#### Task data ####
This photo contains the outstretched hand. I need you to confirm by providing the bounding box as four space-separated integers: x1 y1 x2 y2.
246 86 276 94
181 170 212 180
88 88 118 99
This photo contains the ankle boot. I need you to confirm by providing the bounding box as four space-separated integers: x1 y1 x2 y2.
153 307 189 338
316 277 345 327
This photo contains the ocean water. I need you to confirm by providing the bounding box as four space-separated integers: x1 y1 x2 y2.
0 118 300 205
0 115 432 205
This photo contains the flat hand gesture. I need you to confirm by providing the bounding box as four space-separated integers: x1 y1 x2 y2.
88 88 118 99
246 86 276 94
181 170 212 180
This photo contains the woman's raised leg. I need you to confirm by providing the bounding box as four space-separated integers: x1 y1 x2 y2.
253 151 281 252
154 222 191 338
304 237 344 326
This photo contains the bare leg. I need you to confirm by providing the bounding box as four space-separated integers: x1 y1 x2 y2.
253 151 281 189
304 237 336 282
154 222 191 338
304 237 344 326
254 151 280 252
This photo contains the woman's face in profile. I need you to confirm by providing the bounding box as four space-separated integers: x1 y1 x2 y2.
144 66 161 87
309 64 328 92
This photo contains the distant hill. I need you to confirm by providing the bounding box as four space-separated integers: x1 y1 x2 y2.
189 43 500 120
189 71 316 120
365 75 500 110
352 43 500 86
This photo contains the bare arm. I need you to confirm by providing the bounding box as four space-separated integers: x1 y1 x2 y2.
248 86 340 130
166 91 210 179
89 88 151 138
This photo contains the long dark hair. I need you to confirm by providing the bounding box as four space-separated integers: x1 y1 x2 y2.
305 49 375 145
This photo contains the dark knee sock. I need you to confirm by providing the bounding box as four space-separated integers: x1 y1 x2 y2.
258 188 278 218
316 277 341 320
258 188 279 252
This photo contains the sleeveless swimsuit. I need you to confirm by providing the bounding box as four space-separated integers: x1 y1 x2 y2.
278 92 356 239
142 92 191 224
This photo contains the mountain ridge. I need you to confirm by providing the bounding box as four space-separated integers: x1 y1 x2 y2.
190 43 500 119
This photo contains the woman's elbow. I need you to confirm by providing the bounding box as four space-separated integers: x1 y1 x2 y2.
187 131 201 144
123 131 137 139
####
## Description of the task:
Reproduce all of the material above word for word, from its first line to its last, changing nothing.

## Problem solution:
This photo contains the outstretched hand. I need you to confirm by providing the bounding box as four space-separated integers: x1 y1 x2 y2.
246 86 276 94
181 170 212 180
88 88 118 99
This photo contains the ankle boot. I need you to confirm by providing the bounding box as four space-separated integers: x1 y1 x2 y2.
153 307 189 338
316 277 345 327
This photo contains the ocean water. I need you to confirm by providing the bounding box as four space-separated integers: x1 y1 x2 y2.
0 118 300 205
0 115 432 205
This photo contains the flat hand gesture. I need you to confirm by providing the bounding box as four space-separated integers: x1 y1 x2 y2.
88 88 118 99
246 86 276 94
181 170 212 180
This photo contains the woman's raised leg. I need you to confirm by providing the bounding box as four space-separated integers: x1 y1 x2 y2.
253 151 281 252
154 222 191 338
304 237 344 326
This photo contains the bare leg. I need you to confirm by providing the bounding box as four space-separated integers: x1 y1 x2 y2.
253 151 281 189
304 237 336 282
154 222 191 338
304 237 344 326
254 151 280 252
This photo contains the woman's face in profile. I need you to confirm by providing the bounding box as four space-separated integers: x1 y1 x2 y2.
144 66 161 87
309 64 328 92
This photo contains the distant hill. I need you to confirm by providing the bounding box as four space-separated integers: x1 y1 x2 y2.
189 43 500 120
189 71 316 120
365 75 500 110
352 43 500 86
This photo contains the bare arm. I need you to confirm by providing the bounding box as four space-separated integers: x1 y1 x2 y2.
248 86 340 130
166 91 210 179
89 88 151 138
This photo contains the long dark hair. I need you to confirm by providing the bounding box as four space-separated integers: x1 y1 x2 y2.
305 49 375 145
This photo contains the dark knee sock. I need you to confirm by providing the bounding box as four space-separated integers: x1 y1 x2 y2.
258 188 278 218
316 277 341 320
258 188 279 252
This photo contains the sleeveless swimsuit. I need you to confirm by providing the bounding box as four space-separated integers: x1 y1 x2 y2.
278 92 356 239
142 92 191 224
This photo contains the mountain ridge. I need you to confirm by providing the bounding box as four space-separated integers: x1 y1 x2 y2.
190 43 500 119
This photo contains the woman's elbow. I need you to confirm by providing the bounding box as four space-separated integers: x1 y1 x2 y2.
187 131 201 144
123 131 137 139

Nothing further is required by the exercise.